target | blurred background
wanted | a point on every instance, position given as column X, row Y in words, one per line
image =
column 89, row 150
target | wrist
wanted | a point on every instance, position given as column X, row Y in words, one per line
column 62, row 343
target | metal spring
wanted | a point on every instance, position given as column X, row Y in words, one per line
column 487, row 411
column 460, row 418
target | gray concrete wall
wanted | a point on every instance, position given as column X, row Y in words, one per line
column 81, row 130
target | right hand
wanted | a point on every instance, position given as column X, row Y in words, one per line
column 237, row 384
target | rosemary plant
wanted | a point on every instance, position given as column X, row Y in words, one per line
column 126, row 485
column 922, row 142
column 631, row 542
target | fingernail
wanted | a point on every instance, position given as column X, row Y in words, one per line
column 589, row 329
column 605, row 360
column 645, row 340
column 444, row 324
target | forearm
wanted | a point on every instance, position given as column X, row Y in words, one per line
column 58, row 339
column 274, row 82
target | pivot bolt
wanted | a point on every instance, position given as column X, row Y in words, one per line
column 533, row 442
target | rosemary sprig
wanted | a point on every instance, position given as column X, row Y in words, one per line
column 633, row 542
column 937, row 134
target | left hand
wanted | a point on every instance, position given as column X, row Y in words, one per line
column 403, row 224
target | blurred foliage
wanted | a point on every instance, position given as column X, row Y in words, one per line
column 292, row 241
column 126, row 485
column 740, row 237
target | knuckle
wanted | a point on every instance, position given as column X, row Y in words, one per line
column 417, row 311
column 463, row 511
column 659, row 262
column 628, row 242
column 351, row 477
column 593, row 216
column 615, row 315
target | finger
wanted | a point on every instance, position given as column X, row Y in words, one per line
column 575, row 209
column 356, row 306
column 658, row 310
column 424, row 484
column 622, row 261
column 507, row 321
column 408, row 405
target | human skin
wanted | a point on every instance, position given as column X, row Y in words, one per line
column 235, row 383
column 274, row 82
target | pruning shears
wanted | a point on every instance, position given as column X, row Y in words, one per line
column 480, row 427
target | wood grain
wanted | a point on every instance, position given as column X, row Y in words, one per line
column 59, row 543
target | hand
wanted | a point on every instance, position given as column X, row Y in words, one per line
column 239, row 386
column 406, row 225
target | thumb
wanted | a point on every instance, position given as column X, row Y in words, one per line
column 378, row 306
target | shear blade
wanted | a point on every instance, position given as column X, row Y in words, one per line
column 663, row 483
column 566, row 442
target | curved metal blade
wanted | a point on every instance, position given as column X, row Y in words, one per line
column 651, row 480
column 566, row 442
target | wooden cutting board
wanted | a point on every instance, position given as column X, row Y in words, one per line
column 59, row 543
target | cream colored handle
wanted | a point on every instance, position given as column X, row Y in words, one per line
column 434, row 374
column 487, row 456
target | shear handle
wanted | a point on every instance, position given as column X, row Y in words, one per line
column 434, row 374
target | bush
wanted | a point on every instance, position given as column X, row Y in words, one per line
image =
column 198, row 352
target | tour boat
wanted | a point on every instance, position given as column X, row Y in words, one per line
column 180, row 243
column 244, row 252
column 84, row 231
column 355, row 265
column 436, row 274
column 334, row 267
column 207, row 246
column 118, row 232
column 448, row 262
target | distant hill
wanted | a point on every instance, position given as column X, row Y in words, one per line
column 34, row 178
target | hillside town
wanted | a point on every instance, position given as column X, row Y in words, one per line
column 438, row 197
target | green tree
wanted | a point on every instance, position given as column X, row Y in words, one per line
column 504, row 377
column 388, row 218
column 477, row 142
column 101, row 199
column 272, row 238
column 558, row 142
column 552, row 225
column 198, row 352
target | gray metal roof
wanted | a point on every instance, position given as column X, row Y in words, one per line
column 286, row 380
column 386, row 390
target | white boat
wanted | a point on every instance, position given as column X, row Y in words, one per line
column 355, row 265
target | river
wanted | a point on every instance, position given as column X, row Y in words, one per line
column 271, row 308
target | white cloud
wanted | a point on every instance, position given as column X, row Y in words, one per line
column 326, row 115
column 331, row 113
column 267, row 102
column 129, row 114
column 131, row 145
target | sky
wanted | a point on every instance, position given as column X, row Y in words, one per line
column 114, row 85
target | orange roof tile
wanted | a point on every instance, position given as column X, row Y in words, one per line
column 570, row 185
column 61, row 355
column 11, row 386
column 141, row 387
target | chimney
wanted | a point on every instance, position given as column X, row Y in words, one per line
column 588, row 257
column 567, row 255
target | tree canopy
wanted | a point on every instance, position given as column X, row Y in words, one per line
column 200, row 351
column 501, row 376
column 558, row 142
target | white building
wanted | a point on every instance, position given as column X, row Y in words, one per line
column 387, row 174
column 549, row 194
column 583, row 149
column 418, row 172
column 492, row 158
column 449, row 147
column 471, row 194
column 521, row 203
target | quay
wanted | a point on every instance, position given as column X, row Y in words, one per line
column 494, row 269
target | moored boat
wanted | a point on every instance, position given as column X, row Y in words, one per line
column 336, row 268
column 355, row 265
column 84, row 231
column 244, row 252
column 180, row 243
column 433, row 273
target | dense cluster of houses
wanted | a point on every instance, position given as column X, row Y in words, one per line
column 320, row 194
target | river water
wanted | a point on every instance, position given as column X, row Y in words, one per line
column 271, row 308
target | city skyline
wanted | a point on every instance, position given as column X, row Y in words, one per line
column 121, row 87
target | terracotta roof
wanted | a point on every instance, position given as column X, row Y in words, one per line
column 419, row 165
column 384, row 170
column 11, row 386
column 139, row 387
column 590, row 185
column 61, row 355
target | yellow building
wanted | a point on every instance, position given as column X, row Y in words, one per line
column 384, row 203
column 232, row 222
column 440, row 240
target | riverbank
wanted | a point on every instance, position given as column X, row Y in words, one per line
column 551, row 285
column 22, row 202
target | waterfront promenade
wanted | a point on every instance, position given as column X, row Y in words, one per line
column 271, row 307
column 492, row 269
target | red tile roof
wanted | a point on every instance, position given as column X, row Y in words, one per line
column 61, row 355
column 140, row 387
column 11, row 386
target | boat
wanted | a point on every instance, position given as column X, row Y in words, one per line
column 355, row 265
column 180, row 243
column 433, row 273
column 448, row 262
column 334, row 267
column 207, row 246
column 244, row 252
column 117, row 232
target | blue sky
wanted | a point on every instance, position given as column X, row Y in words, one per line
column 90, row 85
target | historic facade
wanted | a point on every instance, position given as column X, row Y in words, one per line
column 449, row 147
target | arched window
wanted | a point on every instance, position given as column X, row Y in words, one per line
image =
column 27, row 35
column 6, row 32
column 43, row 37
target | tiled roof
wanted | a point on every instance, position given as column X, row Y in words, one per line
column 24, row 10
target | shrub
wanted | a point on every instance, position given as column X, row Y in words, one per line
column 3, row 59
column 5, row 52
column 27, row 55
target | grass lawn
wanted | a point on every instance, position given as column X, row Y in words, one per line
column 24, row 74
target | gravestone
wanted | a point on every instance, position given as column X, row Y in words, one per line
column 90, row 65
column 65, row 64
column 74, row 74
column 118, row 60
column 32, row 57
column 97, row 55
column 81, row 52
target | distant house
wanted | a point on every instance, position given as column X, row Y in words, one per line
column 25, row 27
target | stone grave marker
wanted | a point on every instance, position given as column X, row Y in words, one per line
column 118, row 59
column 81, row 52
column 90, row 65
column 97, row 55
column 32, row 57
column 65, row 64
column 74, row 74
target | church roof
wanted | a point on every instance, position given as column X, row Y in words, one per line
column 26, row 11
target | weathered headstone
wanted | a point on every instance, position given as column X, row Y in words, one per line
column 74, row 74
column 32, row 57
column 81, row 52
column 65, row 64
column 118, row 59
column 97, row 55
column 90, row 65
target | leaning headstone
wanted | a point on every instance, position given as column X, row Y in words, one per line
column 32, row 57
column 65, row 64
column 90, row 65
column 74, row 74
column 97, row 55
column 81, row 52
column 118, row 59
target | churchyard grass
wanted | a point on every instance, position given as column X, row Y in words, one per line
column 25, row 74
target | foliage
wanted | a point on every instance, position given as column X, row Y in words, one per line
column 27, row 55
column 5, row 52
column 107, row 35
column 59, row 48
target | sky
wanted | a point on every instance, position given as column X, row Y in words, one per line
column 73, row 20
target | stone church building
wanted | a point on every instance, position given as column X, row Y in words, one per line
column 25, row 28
# # # #
**Exercise details:** In the entries above, find the line holding "target | gravestone" and the line holding "target | foliage", then retype exactly those two lines and every line between them, and nothing else.

**Your solution:**
target | gravestone
wanted | a point on every instance, position given as column X, row Y in words, one per line
column 90, row 65
column 65, row 64
column 74, row 74
column 118, row 60
column 32, row 57
column 97, row 55
column 81, row 52
target | distant house
wanted | a point on every instance, position given as column X, row Y in words, one per line
column 25, row 27
target | stone grave marker
wanted | a point on every instance, position given as column X, row Y in words, one per line
column 118, row 59
column 81, row 52
column 90, row 65
column 97, row 55
column 32, row 57
column 65, row 64
column 74, row 74
target | church roof
wanted | a point on every instance, position given as column X, row Y in words, one per line
column 26, row 11
target | weathered headstone
wanted | a point on every instance, position given as column X, row Y in words, one per line
column 74, row 74
column 32, row 57
column 81, row 52
column 65, row 64
column 118, row 59
column 97, row 55
column 90, row 65
target | leaning headstone
wanted | a point on every instance, position given as column X, row Y in words, one per line
column 32, row 57
column 65, row 64
column 90, row 65
column 74, row 74
column 97, row 55
column 81, row 52
column 118, row 59
target | churchyard grass
wanted | a point on every instance, position given as column X, row Y in words, one per line
column 25, row 74
target | foliage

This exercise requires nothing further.